GOAL » Only the lines from the one containing "Which on-screen element is the shadow" through the last line below should be written out, exactly and with both ends kept.

Lines of data
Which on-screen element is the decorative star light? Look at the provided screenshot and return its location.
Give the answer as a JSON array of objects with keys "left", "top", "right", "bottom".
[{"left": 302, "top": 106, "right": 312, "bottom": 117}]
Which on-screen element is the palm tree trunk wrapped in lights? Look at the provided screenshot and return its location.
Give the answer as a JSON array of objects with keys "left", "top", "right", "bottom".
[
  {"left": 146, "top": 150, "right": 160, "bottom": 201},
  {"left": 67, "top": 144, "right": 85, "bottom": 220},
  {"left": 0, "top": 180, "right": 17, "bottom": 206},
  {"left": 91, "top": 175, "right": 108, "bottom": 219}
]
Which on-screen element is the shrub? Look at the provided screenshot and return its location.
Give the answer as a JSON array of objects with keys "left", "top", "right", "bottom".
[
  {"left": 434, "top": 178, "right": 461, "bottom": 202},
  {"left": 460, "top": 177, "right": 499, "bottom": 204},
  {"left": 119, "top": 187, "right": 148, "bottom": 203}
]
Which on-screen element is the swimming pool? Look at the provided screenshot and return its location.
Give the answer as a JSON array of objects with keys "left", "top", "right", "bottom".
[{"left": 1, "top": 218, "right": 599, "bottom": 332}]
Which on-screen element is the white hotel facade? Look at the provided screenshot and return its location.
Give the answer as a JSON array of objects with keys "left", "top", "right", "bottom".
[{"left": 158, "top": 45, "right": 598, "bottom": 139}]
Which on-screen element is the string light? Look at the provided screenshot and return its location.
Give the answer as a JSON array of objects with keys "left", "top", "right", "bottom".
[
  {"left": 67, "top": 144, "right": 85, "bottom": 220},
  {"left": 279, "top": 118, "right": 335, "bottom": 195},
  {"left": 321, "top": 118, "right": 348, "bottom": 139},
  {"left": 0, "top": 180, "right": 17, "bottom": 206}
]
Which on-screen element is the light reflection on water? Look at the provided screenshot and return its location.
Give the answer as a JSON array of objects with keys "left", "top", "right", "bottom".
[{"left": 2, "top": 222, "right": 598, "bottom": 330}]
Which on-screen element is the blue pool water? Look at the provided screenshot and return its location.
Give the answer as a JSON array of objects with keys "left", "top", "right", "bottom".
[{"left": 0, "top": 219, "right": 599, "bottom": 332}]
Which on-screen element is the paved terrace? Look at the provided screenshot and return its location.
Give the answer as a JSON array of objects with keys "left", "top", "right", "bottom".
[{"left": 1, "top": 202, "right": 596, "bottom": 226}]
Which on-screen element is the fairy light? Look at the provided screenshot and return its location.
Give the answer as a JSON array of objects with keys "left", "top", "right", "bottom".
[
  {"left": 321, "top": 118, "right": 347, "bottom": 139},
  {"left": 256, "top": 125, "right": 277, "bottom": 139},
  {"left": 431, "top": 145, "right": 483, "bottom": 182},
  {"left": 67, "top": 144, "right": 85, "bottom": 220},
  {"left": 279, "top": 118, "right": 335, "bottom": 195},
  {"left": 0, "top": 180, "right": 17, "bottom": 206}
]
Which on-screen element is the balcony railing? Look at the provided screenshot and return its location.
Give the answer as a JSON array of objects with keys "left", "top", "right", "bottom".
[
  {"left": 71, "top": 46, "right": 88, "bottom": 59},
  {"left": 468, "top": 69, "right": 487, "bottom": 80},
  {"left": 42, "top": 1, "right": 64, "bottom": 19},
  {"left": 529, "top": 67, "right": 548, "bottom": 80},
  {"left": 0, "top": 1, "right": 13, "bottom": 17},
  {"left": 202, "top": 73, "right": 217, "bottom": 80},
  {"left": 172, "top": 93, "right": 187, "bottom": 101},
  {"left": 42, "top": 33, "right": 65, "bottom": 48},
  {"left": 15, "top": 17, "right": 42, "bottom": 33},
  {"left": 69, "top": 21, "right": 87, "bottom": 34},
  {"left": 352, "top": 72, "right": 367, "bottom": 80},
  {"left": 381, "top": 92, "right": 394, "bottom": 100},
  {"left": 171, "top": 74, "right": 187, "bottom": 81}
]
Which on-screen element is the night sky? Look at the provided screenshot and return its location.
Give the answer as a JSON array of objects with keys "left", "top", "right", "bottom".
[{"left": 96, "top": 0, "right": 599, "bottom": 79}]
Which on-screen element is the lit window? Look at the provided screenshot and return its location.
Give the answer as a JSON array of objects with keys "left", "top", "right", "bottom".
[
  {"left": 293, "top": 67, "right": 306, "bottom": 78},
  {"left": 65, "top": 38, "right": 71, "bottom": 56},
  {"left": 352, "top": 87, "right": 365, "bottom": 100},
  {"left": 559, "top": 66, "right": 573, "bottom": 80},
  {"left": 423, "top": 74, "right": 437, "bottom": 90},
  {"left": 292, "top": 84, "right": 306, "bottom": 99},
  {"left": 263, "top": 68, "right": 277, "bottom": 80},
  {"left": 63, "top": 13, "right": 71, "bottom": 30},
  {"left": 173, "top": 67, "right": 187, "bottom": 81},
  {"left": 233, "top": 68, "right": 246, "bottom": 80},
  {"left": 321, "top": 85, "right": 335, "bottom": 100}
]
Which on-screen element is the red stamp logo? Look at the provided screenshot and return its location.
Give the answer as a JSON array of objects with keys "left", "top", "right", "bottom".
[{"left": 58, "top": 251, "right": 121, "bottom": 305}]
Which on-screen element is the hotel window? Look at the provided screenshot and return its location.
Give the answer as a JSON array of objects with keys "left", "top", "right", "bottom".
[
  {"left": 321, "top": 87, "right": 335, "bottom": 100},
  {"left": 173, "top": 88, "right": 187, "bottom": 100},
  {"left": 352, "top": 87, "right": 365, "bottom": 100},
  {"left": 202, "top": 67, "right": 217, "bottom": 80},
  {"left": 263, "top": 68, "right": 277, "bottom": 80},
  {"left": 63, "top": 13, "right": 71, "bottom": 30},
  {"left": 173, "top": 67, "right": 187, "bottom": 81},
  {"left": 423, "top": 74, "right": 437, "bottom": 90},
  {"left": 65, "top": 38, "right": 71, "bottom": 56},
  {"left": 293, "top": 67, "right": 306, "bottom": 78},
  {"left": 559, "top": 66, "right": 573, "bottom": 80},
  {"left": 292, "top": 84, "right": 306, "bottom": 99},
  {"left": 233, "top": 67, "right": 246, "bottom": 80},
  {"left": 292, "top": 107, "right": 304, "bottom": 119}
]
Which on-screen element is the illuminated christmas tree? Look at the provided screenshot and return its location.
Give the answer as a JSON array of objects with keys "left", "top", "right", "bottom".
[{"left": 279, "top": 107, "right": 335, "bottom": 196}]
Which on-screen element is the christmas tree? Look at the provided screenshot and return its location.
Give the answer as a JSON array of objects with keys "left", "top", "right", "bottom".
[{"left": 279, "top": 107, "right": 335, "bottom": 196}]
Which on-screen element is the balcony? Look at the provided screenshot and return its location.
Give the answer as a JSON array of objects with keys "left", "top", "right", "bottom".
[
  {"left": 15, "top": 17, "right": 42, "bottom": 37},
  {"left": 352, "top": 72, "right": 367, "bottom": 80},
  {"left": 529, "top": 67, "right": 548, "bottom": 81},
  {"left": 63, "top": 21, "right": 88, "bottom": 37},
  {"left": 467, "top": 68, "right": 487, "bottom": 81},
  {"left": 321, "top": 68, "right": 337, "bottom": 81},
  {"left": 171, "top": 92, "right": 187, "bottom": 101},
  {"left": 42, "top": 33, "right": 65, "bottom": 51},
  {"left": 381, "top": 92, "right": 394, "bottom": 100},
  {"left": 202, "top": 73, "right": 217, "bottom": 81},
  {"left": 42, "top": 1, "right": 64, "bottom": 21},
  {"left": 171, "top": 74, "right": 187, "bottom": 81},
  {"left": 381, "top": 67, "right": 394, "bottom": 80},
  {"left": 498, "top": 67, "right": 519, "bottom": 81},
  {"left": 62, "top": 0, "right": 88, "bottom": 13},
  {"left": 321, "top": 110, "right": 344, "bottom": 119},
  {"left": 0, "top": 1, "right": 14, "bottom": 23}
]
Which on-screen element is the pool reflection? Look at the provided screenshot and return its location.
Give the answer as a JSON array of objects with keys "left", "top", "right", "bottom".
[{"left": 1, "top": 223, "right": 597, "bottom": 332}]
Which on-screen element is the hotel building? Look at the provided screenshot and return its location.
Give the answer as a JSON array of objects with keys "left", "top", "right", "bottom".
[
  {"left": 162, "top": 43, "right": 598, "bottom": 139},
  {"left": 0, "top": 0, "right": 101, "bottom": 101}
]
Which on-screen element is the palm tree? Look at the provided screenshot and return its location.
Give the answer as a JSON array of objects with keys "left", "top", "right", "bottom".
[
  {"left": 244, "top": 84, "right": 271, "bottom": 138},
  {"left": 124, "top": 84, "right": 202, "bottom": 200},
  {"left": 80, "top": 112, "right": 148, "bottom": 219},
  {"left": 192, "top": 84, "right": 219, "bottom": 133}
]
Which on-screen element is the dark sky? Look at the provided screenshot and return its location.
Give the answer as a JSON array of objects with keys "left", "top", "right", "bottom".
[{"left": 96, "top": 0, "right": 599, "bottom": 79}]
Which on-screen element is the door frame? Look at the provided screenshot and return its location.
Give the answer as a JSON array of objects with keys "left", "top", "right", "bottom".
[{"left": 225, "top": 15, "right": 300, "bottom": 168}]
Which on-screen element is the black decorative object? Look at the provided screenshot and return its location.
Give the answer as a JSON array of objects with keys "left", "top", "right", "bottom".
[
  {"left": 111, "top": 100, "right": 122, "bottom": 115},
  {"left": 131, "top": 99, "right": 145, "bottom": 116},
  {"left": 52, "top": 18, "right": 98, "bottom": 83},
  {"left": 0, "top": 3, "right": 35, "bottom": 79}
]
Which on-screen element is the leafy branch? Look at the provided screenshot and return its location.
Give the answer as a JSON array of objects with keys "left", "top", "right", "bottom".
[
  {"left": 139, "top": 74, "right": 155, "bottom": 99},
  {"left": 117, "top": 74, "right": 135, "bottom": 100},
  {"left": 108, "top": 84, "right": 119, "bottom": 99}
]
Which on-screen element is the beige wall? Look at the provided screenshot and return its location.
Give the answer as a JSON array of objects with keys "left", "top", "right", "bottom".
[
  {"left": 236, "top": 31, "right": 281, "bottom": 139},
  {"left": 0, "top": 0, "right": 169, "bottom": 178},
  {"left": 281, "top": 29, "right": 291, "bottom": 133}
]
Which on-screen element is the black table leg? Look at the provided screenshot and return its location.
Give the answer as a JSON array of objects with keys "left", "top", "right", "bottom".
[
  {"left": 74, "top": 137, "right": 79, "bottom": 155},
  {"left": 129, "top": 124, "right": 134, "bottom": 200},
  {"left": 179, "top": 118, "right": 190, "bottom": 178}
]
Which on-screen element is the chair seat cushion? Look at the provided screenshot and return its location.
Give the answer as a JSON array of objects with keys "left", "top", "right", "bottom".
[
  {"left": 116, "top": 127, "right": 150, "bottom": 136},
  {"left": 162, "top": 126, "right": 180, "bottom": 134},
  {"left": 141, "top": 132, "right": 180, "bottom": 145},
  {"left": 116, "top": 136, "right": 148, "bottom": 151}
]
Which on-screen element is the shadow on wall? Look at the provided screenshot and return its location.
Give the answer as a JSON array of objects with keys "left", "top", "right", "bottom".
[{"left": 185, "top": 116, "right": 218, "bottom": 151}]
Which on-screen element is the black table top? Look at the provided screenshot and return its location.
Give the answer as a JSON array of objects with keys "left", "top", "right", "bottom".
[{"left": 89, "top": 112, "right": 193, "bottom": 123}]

RESPONSE TO THIS EXERCISE »
Which on-screen element is the shadow on wall? Look at the provided screenshot and return its location.
Give the answer as a JSON array of objects with keys "left", "top", "right", "bottom".
[{"left": 185, "top": 116, "right": 218, "bottom": 151}]
Which on-screen element is the black table top? Look at the provided screenshot and return its location.
Give the answer as a JSON array of objects with keys "left", "top", "right", "bottom".
[{"left": 89, "top": 112, "right": 193, "bottom": 123}]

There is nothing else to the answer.